- Text passage
* start *

Welcome again! For the second year in a row, I've compiled a list of my top albums of the year. A few caveats to start: there are separate categories for EPs, Live albums, and soundtracks/compilations, so those are not included for consideration in the main list. However, digital-only releases and mixtapes are, provided they're roughly LP-length. Well, let's get to it.

BEST EP
The Tallest Man on Earth - Sometimes the Blues is Just a Passing Bird
Runner-up:
Low - Live at Eindhoven

BEST LIVE ALBUM
The Weakerthans - Live at the Burton Cummings Theatre
Runners-up:
Phoenix - Live in Sydney
The White Stripes - Under Great White Northern Lights

BEST COMPILATION/SOUNDTRACK ALBUM
Crazy Heart: Original Motion Picture Soundtrack
Runner-Up:
Shutter Island: Music from the Motion Picture

BEST SCORE/SOUNDTRACK ALBUM
Michael Giacchino - LOST Season 5 and LOST The Final Season
Runners-up:
Clint Mansell - Black Swan
Carter Burwell - True Grit
Honorable Mentions:
Hans Zimmer - Inception
Trent Reznor & Atticus Ross - The Social Network
Alexandre Desplat - Harry Potter & The Deathly Hallows Part 1

THE TOP FIFTY ALBUMS OF 2010
50 - 26
50. Hannah Georgas - This Is Good
49. Cee Lo Green - The Lady Killer
48. Lissie - Catching A Tiger
47. Derek Webb - Feedback
46. Minus The Bear - Omni
45. Girl Talk - All Day
44. Jim Bryson - The Falcon Lake Incident
43. Omar Rodriguez-Lopez & John Frusciante - Omar Rodriguez-Lopez & John Frusciante
42. Brett Detar - Bird in the Tangle
41. Deerhunter - Halcyon Digest
40. Beach House - Teen Dream
39. Woodhands - Remorsecapade
38. Frightened Rabbit - The Winter of Mixed Drinks
37. The Dillinger Escape Plan - Option Paralysis
36. MGMT - Congratulations
35. Gorillaz - Plastic Beach
34. Circa Survive - Blue Sky Noise
33. John Legend & The Roots - Wake Up
32. Broken Social Scene - Forgiveness Rock Record
31. Wolf Parade - Expo 86
30. Wintersleep - New Inheritors
29. The Reason - Fools
28. The Tallest Man on Earth - The Wild Hunt
27. Coheed and Cambria - Year of the Black Rainbow
26. Del Barber - Love Songs for the Last 20

25 - 11
25. As I Lay Dying - The Powerless Rise
24. Caribou - Swim
23. The Black Keys - Brothers
22. Drake - Thank Me Later
21. The Knife - Tomorrow, In a Year
20. Postdata - Postdata
19. Crystal Castles - Crystal Castles (II)

* end *

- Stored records

* start *

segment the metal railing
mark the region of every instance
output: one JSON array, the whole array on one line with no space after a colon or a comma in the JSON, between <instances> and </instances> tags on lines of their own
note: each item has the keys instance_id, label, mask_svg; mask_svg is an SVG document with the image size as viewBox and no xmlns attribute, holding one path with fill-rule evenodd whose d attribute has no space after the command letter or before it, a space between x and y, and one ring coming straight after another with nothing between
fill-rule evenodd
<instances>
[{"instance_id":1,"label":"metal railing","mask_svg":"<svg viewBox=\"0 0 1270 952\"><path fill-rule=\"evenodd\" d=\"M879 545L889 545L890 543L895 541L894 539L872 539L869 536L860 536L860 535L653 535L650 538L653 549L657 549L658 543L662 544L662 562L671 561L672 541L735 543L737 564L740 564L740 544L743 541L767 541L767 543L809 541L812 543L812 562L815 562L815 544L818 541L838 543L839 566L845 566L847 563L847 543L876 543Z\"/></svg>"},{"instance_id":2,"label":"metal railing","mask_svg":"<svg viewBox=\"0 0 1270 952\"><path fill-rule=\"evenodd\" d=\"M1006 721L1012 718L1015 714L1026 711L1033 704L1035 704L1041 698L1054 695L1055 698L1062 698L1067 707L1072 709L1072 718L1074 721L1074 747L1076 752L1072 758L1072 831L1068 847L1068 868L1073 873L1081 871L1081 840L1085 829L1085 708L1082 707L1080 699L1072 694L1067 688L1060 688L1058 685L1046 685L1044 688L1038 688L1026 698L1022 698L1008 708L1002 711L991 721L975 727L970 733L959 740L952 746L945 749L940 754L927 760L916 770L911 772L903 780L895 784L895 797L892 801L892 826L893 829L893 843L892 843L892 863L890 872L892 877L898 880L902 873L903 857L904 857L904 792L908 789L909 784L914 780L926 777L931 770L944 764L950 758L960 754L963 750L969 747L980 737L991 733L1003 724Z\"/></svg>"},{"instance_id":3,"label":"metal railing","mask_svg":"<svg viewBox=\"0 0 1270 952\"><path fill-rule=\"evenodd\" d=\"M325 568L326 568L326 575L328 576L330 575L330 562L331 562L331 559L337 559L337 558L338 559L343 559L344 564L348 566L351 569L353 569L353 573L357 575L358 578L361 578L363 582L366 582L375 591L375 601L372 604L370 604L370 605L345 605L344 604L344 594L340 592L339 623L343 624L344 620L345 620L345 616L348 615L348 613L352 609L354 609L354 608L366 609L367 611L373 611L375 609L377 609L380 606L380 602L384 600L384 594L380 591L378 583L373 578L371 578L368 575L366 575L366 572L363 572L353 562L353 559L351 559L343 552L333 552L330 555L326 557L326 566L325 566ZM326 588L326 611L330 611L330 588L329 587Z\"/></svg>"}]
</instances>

* end *

- Directions for this task
Please quote the best-albums list above, from "Welcome again! For" up to and including "let's get to it.", word for word.

- Task response
Welcome again! For the second year in a row, I've compiled a list of my top albums of the year. A few caveats to start: there are separate categories for EPs, Live albums, and soundtracks/compilations, so those are not included for consideration in the main list. However, digital-only releases and mixtapes are, provided they're roughly LP-length. Well, let's get to it.